## EXERCISE GOAL
Transcribe every line of the listing below word for word, leaving nothing out and changing nothing.

## GIVEN RECORDS
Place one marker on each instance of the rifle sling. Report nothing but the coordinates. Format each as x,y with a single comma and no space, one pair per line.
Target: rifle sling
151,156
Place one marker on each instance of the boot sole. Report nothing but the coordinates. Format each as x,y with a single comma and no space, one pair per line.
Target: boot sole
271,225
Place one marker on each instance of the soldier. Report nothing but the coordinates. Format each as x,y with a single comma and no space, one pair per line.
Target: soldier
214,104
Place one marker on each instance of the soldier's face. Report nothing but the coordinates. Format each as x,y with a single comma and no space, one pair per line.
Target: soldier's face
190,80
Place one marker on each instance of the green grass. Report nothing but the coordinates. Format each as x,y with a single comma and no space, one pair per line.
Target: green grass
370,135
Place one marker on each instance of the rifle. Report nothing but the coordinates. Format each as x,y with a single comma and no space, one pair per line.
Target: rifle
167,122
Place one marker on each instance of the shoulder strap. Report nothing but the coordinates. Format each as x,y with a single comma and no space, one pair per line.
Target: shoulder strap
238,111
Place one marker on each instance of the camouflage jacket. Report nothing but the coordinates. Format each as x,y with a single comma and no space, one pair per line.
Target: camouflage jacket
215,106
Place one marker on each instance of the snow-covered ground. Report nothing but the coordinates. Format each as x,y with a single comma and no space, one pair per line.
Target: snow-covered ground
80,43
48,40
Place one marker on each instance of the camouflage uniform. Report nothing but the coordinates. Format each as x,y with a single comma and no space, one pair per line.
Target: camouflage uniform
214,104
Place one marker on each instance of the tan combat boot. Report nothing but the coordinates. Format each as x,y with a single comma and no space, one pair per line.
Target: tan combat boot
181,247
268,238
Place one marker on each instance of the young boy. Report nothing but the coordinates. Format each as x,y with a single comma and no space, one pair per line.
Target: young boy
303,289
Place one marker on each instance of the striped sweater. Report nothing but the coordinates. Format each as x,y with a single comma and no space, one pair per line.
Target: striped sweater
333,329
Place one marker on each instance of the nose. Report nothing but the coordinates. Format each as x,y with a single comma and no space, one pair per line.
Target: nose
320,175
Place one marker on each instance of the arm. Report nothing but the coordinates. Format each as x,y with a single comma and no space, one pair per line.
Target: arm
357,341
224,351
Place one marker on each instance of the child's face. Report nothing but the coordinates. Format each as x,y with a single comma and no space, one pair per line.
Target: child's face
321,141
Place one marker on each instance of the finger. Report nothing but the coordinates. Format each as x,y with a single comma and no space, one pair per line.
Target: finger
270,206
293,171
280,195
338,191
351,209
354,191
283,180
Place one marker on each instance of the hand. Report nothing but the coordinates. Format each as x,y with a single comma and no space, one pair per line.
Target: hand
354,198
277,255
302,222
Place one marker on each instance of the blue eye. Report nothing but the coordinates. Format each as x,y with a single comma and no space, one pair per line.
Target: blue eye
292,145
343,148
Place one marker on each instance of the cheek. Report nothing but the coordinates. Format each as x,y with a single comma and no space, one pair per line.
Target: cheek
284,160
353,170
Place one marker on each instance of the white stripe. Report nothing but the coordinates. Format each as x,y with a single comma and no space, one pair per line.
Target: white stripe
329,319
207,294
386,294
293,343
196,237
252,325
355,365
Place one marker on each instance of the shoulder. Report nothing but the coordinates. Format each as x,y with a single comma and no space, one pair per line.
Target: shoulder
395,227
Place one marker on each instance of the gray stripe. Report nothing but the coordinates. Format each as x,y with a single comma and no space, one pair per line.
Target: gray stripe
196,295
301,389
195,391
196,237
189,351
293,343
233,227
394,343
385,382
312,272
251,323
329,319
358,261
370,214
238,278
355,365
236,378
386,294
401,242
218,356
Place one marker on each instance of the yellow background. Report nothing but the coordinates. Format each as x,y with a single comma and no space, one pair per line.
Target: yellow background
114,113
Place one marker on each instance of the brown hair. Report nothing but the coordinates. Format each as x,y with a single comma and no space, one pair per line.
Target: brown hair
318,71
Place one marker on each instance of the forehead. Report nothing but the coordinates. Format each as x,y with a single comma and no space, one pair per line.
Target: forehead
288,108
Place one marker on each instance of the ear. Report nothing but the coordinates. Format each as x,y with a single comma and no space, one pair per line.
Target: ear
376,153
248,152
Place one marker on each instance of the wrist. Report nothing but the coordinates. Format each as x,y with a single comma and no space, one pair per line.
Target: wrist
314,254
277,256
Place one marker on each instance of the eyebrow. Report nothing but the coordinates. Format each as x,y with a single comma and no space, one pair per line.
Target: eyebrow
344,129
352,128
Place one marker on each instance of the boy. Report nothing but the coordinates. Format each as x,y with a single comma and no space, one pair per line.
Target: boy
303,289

## RESULT BELOW
Place one marker on each instance of the rifle sling. Report nothing but the coordinates. Format each as x,y with a single comma and no space, one pair per line.
Target: rifle sling
151,156
Place one marker on each instance of the boot sole. Report nothing but the coordinates. Format each as x,y with a single comma and no space, one pair per line.
Target: boot sole
271,225
Place one marker on each instance of the soldier. Report nothing but the coordinates. Format each as x,y with a single comma and no space, one pair per line.
Target: soldier
214,104
Place one marker on each instance of the soldier's face. Report nothing but the coordinates. Format each as x,y with a single comma and no space, one pair per line.
Target: soldier's face
190,80
Place one marker on each instance of the green grass. Report nothing but the coordinates. Format each as x,y with a single comma and no space, one pair per line.
Target: green grass
370,135
Place one marker on each instance of the rifle. Report nothing but the coordinates. Format each as x,y with a single comma and no space, one pair per line.
Target: rifle
167,122
Place one marker on each instance of the shoulder strap. Report nothing but the coordinates. Format each as x,y with a single comma and no space, one pair per line.
Target: shoulder strap
238,111
Place one marker on each instance of the camouflage jacket. Report nothing but the coordinates. Format each as x,y with a single comma and no space, one pair per line.
Target: camouflage jacket
215,106
Place one marker on each instance of the snow-covered ground. Report nothing but the coordinates. Format each as x,y with a single comma and no space, one pair per line.
Target: snow-covered ground
80,43
48,40
Place one marker on each instance of the camouflage uniform. Report nothing but the coordinates. Format each as x,y with a single comma and no space, one pair per line.
Target: camouflage uniform
214,104
Place one marker on each instance of the tan combat boot. Report nothing but the coordinates. Format each as x,y with a single comma and no space, one pair per line.
Target: tan combat boot
181,247
268,238
Place one marker on each instance of the young boy. Report nothing but the coordinates. Format each as x,y with a single comma and no space, one pair per line.
Target: young boy
303,289
Place one marker on each instance of the striped sweater. Report nothing but the coordinates. Format each as x,y with a single comma and no space, one pair per line.
Target: striped sweater
333,329
Place one marker on each instance of the nose. Report nothing but the coordinates. Format each as x,y with a single comma and no space, one pair per line.
Target: nose
320,175
Place one marker on each instance of the arm. Report nothing but the coordinates. Format each as x,y with a single comma and no space, one pair per line.
Target: arm
357,341
224,351
Place one marker on each instance of the child's face. Report nothing but the coordinates. Format each as x,y with a single comma and no space, one pair per line.
Target: child's face
321,141
Place one marker on each instance of the finger. Report nothing but the coordinates. Format each as x,y with a single comma and no space, one pair per line.
Target: finger
270,206
293,171
280,195
338,191
351,209
354,191
283,180
Place one marker on each instance of the hand. Report nothing but the coordinates. Format each as x,y with a single comma and no space, one pair per line.
Target: hand
354,198
277,255
302,222
Place one marker on each instance of the blue eye. Report nothing but the coordinates. Format each as x,y with a single comma and no space, one pair per line.
Target: blue eye
292,145
343,148
Place one marker on each instance of the cheek. Report nothing but the coordinates. Format each as x,y with a single comma and no space, one pair per line.
Target: cheek
284,160
353,170
Place one marker on each instance of the white stripe. Report nothing but the coordinates. Format each as x,y with a single comma and no space, one pair per line.
Target: white stripe
329,319
207,294
386,294
293,343
196,237
252,325
355,365
Place one marker on each instance of the shoulder. Report nothing but the coordinates. Format each as x,y with a single comma and no space, one pair per line.
Target: shoulder
395,227
Place one marker on each instance of the gray stripe. Report nothing but the coordinates. Format each as x,y with a single comma and no space, one pair per line.
Target: gray stripe
196,295
301,389
195,391
196,237
189,351
293,343
233,227
394,343
385,382
312,272
251,323
329,319
358,261
370,214
238,278
355,365
236,378
386,294
401,242
218,356
Place one marker on each instance of the yellow background. Report nothing but the coordinates. Format each as x,y with a single comma and no space, one pair per line.
Target: yellow background
114,113
Place one marker on each instance of the brown hair. Report nothing but the coordinates. Format each as x,y with a single comma and no space, one pair per line.
Target: brown hair
318,71
Place one marker on each instance of the forehead. Report nothing but the coordinates. Format each as x,y with a single comma and no space, one pair per line.
Target: forehead
288,108
Place one marker on each instance of the ear. Report nothing but the coordinates. Format each as x,y with a single comma and no space, one pair per line.
Target: ear
376,153
248,152
Place one marker on each instance of the wrist. Report nothing but the coordinates. Format each as x,y with a single comma and no space, one pair per line.
Target: wrist
314,254
277,256
Place one marker on each instance of the eyebrow. Report nothing but the coordinates. Format each as x,y with a single comma and no space, one pair per line.
Target: eyebrow
344,129
352,128
Place one marker on each instance of the boy. Report nothing but the coordinates. Format each as x,y with a single comma and no space, one pair per line.
Target: boy
303,289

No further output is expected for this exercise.